• _Prompt_
Working down the material below, reproduce exactly every line from the one containing "</instance>" to the last line, and only those.

[Opening Records provided section]

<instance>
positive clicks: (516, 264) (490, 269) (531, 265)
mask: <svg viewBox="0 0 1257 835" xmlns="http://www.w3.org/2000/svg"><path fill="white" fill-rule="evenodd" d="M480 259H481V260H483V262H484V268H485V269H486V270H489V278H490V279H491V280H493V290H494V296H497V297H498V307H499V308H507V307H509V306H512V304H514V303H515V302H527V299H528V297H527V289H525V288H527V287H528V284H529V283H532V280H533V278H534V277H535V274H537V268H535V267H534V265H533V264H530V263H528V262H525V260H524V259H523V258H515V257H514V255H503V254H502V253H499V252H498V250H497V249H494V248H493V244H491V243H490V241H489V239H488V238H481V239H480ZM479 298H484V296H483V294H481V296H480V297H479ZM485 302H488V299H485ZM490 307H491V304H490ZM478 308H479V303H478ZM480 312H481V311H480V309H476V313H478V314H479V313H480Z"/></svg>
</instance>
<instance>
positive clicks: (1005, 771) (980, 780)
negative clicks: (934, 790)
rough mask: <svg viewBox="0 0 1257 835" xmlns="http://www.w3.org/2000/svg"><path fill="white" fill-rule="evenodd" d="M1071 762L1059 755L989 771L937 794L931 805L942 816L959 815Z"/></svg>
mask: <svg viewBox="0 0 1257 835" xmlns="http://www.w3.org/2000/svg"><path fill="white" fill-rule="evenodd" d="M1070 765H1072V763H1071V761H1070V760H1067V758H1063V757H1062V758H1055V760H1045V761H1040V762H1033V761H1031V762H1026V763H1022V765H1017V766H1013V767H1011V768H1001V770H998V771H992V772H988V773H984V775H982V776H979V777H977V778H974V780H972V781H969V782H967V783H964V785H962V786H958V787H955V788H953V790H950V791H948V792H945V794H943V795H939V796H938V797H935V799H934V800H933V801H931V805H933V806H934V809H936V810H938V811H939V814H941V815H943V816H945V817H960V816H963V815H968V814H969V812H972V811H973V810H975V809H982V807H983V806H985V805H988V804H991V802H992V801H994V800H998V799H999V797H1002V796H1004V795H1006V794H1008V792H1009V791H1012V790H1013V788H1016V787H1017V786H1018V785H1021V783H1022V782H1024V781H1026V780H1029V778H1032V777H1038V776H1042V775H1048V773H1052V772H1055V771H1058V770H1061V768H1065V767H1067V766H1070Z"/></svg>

[Closing Records provided section]

• _Task solution_
</instance>
<instance>
positive clicks: (1005, 771) (980, 780)
negative clicks: (934, 790)
rough mask: <svg viewBox="0 0 1257 835" xmlns="http://www.w3.org/2000/svg"><path fill="white" fill-rule="evenodd" d="M1071 762L1059 755L989 771L937 794L931 805L942 816L959 815Z"/></svg>
mask: <svg viewBox="0 0 1257 835" xmlns="http://www.w3.org/2000/svg"><path fill="white" fill-rule="evenodd" d="M1070 765H1072V763H1071V761H1070V760H1067V758H1063V757H1062V758H1055V760H1045V761H1040V762H1033V761H1031V762H1026V763H1022V765H1017V766H1013V767H1011V768H1001V770H998V771H992V772H988V773H984V775H982V776H979V777H977V778H974V780H972V781H969V782H967V783H964V785H962V786H958V787H955V788H953V790H950V791H948V792H945V794H943V795H939V796H938V797H935V799H934V800H933V801H931V805H933V806H934V809H936V810H938V811H939V814H941V815H943V816H945V817H960V816H963V815H968V814H969V812H972V811H973V810H975V809H982V807H983V806H985V805H988V804H991V802H992V801H994V800H998V799H999V797H1002V796H1004V795H1006V794H1008V792H1009V791H1012V790H1013V788H1016V787H1017V786H1018V785H1021V783H1022V782H1024V781H1026V780H1029V778H1032V777H1038V776H1042V775H1048V773H1052V772H1055V771H1058V770H1061V768H1065V767H1067V766H1070Z"/></svg>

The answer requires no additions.